* Task to complete
Please reproduce the material below word for word, keeping every line unchanged and in its original order.

* Task data

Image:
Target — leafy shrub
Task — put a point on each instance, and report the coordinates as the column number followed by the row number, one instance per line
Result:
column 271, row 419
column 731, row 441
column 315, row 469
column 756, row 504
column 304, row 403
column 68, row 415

* Task solution
Image:
Target — leafy shrub
Task — put a point on each instance, and report the coordinates as the column number followed by the row number, one instance per line
Result:
column 271, row 419
column 731, row 441
column 315, row 469
column 756, row 504
column 304, row 403
column 68, row 415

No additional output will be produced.